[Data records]
....

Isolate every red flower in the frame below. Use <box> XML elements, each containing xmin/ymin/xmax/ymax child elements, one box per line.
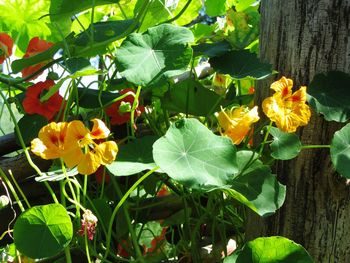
<box><xmin>21</xmin><ymin>37</ymin><xmax>54</xmax><ymax>80</ymax></box>
<box><xmin>144</xmin><ymin>227</ymin><xmax>168</xmax><ymax>254</ymax></box>
<box><xmin>0</xmin><ymin>33</ymin><xmax>13</xmax><ymax>64</ymax></box>
<box><xmin>106</xmin><ymin>88</ymin><xmax>144</xmax><ymax>125</ymax></box>
<box><xmin>22</xmin><ymin>79</ymin><xmax>64</xmax><ymax>120</ymax></box>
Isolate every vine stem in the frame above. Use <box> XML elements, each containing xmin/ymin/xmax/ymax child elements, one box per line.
<box><xmin>102</xmin><ymin>166</ymin><xmax>159</xmax><ymax>262</ymax></box>
<box><xmin>0</xmin><ymin>90</ymin><xmax>58</xmax><ymax>204</ymax></box>
<box><xmin>301</xmin><ymin>145</ymin><xmax>331</xmax><ymax>149</ymax></box>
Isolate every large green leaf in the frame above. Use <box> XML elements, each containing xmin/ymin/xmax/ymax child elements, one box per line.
<box><xmin>224</xmin><ymin>236</ymin><xmax>314</xmax><ymax>263</ymax></box>
<box><xmin>73</xmin><ymin>19</ymin><xmax>135</xmax><ymax>57</ymax></box>
<box><xmin>232</xmin><ymin>0</ymin><xmax>258</xmax><ymax>12</ymax></box>
<box><xmin>162</xmin><ymin>79</ymin><xmax>229</xmax><ymax>116</ymax></box>
<box><xmin>227</xmin><ymin>151</ymin><xmax>286</xmax><ymax>216</ymax></box>
<box><xmin>153</xmin><ymin>118</ymin><xmax>238</xmax><ymax>191</ymax></box>
<box><xmin>107</xmin><ymin>136</ymin><xmax>159</xmax><ymax>176</ymax></box>
<box><xmin>14</xmin><ymin>204</ymin><xmax>73</xmax><ymax>259</ymax></box>
<box><xmin>269</xmin><ymin>127</ymin><xmax>301</xmax><ymax>160</ymax></box>
<box><xmin>209</xmin><ymin>50</ymin><xmax>273</xmax><ymax>79</ymax></box>
<box><xmin>49</xmin><ymin>0</ymin><xmax>116</xmax><ymax>20</ymax></box>
<box><xmin>134</xmin><ymin>0</ymin><xmax>202</xmax><ymax>32</ymax></box>
<box><xmin>330</xmin><ymin>123</ymin><xmax>350</xmax><ymax>179</ymax></box>
<box><xmin>115</xmin><ymin>24</ymin><xmax>194</xmax><ymax>87</ymax></box>
<box><xmin>0</xmin><ymin>0</ymin><xmax>61</xmax><ymax>54</ymax></box>
<box><xmin>308</xmin><ymin>71</ymin><xmax>350</xmax><ymax>122</ymax></box>
<box><xmin>78</xmin><ymin>88</ymin><xmax>120</xmax><ymax>109</ymax></box>
<box><xmin>192</xmin><ymin>41</ymin><xmax>232</xmax><ymax>57</ymax></box>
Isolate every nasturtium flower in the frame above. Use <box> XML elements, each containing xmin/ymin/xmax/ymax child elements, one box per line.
<box><xmin>31</xmin><ymin>121</ymin><xmax>69</xmax><ymax>159</ymax></box>
<box><xmin>63</xmin><ymin>119</ymin><xmax>118</xmax><ymax>175</ymax></box>
<box><xmin>22</xmin><ymin>79</ymin><xmax>64</xmax><ymax>120</ymax></box>
<box><xmin>217</xmin><ymin>106</ymin><xmax>260</xmax><ymax>145</ymax></box>
<box><xmin>262</xmin><ymin>77</ymin><xmax>311</xmax><ymax>133</ymax></box>
<box><xmin>31</xmin><ymin>119</ymin><xmax>118</xmax><ymax>175</ymax></box>
<box><xmin>106</xmin><ymin>88</ymin><xmax>144</xmax><ymax>125</ymax></box>
<box><xmin>21</xmin><ymin>37</ymin><xmax>54</xmax><ymax>80</ymax></box>
<box><xmin>0</xmin><ymin>33</ymin><xmax>13</xmax><ymax>64</ymax></box>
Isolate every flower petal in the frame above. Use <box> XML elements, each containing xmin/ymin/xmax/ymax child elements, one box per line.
<box><xmin>90</xmin><ymin>119</ymin><xmax>110</xmax><ymax>139</ymax></box>
<box><xmin>95</xmin><ymin>141</ymin><xmax>118</xmax><ymax>165</ymax></box>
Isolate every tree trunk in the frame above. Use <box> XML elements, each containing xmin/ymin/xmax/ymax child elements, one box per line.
<box><xmin>246</xmin><ymin>1</ymin><xmax>350</xmax><ymax>262</ymax></box>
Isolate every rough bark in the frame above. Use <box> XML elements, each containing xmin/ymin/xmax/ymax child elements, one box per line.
<box><xmin>246</xmin><ymin>1</ymin><xmax>350</xmax><ymax>262</ymax></box>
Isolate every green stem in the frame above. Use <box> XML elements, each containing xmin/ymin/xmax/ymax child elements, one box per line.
<box><xmin>8</xmin><ymin>170</ymin><xmax>31</xmax><ymax>208</ymax></box>
<box><xmin>130</xmin><ymin>86</ymin><xmax>142</xmax><ymax>138</ymax></box>
<box><xmin>112</xmin><ymin>178</ymin><xmax>145</xmax><ymax>262</ymax></box>
<box><xmin>0</xmin><ymin>168</ymin><xmax>25</xmax><ymax>212</ymax></box>
<box><xmin>160</xmin><ymin>0</ymin><xmax>193</xmax><ymax>25</ymax></box>
<box><xmin>258</xmin><ymin>121</ymin><xmax>273</xmax><ymax>156</ymax></box>
<box><xmin>301</xmin><ymin>144</ymin><xmax>331</xmax><ymax>149</ymax></box>
<box><xmin>103</xmin><ymin>166</ymin><xmax>159</xmax><ymax>261</ymax></box>
<box><xmin>0</xmin><ymin>90</ymin><xmax>58</xmax><ymax>204</ymax></box>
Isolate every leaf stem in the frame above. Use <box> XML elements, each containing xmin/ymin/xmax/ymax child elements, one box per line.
<box><xmin>301</xmin><ymin>144</ymin><xmax>330</xmax><ymax>149</ymax></box>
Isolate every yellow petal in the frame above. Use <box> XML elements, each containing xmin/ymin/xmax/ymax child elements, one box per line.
<box><xmin>95</xmin><ymin>141</ymin><xmax>118</xmax><ymax>165</ymax></box>
<box><xmin>31</xmin><ymin>122</ymin><xmax>69</xmax><ymax>159</ymax></box>
<box><xmin>218</xmin><ymin>106</ymin><xmax>259</xmax><ymax>144</ymax></box>
<box><xmin>61</xmin><ymin>146</ymin><xmax>84</xmax><ymax>168</ymax></box>
<box><xmin>77</xmin><ymin>151</ymin><xmax>101</xmax><ymax>175</ymax></box>
<box><xmin>89</xmin><ymin>119</ymin><xmax>110</xmax><ymax>139</ymax></box>
<box><xmin>65</xmin><ymin>120</ymin><xmax>89</xmax><ymax>147</ymax></box>
<box><xmin>270</xmin><ymin>77</ymin><xmax>293</xmax><ymax>97</ymax></box>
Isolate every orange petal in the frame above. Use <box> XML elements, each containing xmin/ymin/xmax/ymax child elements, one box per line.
<box><xmin>89</xmin><ymin>119</ymin><xmax>110</xmax><ymax>139</ymax></box>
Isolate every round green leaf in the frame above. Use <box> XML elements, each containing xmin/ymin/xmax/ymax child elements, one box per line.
<box><xmin>153</xmin><ymin>118</ymin><xmax>238</xmax><ymax>191</ymax></box>
<box><xmin>331</xmin><ymin>123</ymin><xmax>350</xmax><ymax>178</ymax></box>
<box><xmin>115</xmin><ymin>24</ymin><xmax>194</xmax><ymax>87</ymax></box>
<box><xmin>224</xmin><ymin>236</ymin><xmax>314</xmax><ymax>263</ymax></box>
<box><xmin>107</xmin><ymin>136</ymin><xmax>159</xmax><ymax>176</ymax></box>
<box><xmin>209</xmin><ymin>50</ymin><xmax>273</xmax><ymax>79</ymax></box>
<box><xmin>14</xmin><ymin>204</ymin><xmax>73</xmax><ymax>259</ymax></box>
<box><xmin>204</xmin><ymin>0</ymin><xmax>227</xmax><ymax>16</ymax></box>
<box><xmin>269</xmin><ymin>127</ymin><xmax>302</xmax><ymax>160</ymax></box>
<box><xmin>308</xmin><ymin>71</ymin><xmax>350</xmax><ymax>122</ymax></box>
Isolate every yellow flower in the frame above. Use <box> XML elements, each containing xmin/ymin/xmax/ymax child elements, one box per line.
<box><xmin>31</xmin><ymin>122</ymin><xmax>70</xmax><ymax>159</ymax></box>
<box><xmin>262</xmin><ymin>77</ymin><xmax>311</xmax><ymax>133</ymax></box>
<box><xmin>63</xmin><ymin>119</ymin><xmax>118</xmax><ymax>175</ymax></box>
<box><xmin>31</xmin><ymin>119</ymin><xmax>118</xmax><ymax>175</ymax></box>
<box><xmin>217</xmin><ymin>106</ymin><xmax>259</xmax><ymax>144</ymax></box>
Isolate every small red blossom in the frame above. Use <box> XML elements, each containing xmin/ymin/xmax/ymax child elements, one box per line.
<box><xmin>22</xmin><ymin>79</ymin><xmax>64</xmax><ymax>120</ymax></box>
<box><xmin>21</xmin><ymin>37</ymin><xmax>54</xmax><ymax>80</ymax></box>
<box><xmin>0</xmin><ymin>33</ymin><xmax>13</xmax><ymax>64</ymax></box>
<box><xmin>78</xmin><ymin>210</ymin><xmax>98</xmax><ymax>241</ymax></box>
<box><xmin>156</xmin><ymin>185</ymin><xmax>170</xmax><ymax>197</ymax></box>
<box><xmin>248</xmin><ymin>86</ymin><xmax>255</xmax><ymax>94</ymax></box>
<box><xmin>106</xmin><ymin>88</ymin><xmax>144</xmax><ymax>125</ymax></box>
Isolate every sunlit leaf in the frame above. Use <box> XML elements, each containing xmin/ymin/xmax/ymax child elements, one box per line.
<box><xmin>224</xmin><ymin>236</ymin><xmax>314</xmax><ymax>262</ymax></box>
<box><xmin>226</xmin><ymin>8</ymin><xmax>259</xmax><ymax>50</ymax></box>
<box><xmin>115</xmin><ymin>24</ymin><xmax>194</xmax><ymax>87</ymax></box>
<box><xmin>308</xmin><ymin>71</ymin><xmax>350</xmax><ymax>122</ymax></box>
<box><xmin>269</xmin><ymin>127</ymin><xmax>301</xmax><ymax>160</ymax></box>
<box><xmin>330</xmin><ymin>123</ymin><xmax>350</xmax><ymax>179</ymax></box>
<box><xmin>14</xmin><ymin>204</ymin><xmax>73</xmax><ymax>259</ymax></box>
<box><xmin>153</xmin><ymin>118</ymin><xmax>238</xmax><ymax>191</ymax></box>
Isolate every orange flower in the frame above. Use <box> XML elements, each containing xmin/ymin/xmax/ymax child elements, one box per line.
<box><xmin>262</xmin><ymin>77</ymin><xmax>311</xmax><ymax>133</ymax></box>
<box><xmin>106</xmin><ymin>88</ymin><xmax>144</xmax><ymax>125</ymax></box>
<box><xmin>22</xmin><ymin>79</ymin><xmax>64</xmax><ymax>120</ymax></box>
<box><xmin>31</xmin><ymin>119</ymin><xmax>118</xmax><ymax>175</ymax></box>
<box><xmin>21</xmin><ymin>37</ymin><xmax>54</xmax><ymax>80</ymax></box>
<box><xmin>217</xmin><ymin>106</ymin><xmax>259</xmax><ymax>145</ymax></box>
<box><xmin>0</xmin><ymin>33</ymin><xmax>13</xmax><ymax>64</ymax></box>
<box><xmin>63</xmin><ymin>119</ymin><xmax>118</xmax><ymax>175</ymax></box>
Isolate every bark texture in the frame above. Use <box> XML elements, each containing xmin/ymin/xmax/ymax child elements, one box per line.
<box><xmin>246</xmin><ymin>1</ymin><xmax>350</xmax><ymax>262</ymax></box>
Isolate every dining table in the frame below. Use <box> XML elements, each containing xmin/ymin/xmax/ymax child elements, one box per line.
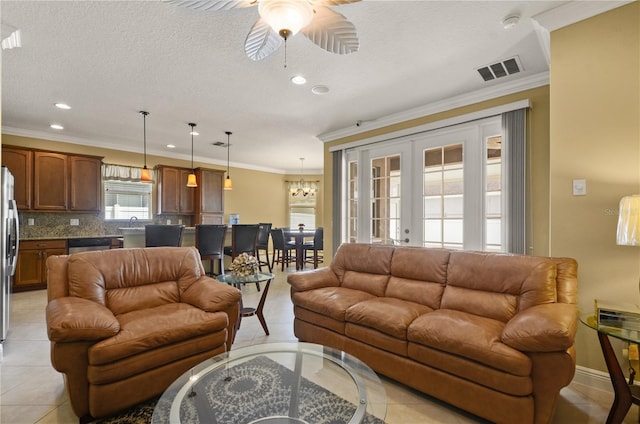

....

- [Problem description]: From the line containing "Isolate every bark" down to the last line of the entries above, copy each line exactly and nothing more. Leave pictures out.

- [Exercise answer]:
Isolate every bark texture in the frame above. Use <box> XML elements, each containing xmin/ymin/xmax/ymax child elements, one box per line.
<box><xmin>246</xmin><ymin>1</ymin><xmax>350</xmax><ymax>262</ymax></box>
Isolate every dining table in the frame below. Use <box> XML elements, each containing xmin/ymin/xmax/ymax child elements, one box per line.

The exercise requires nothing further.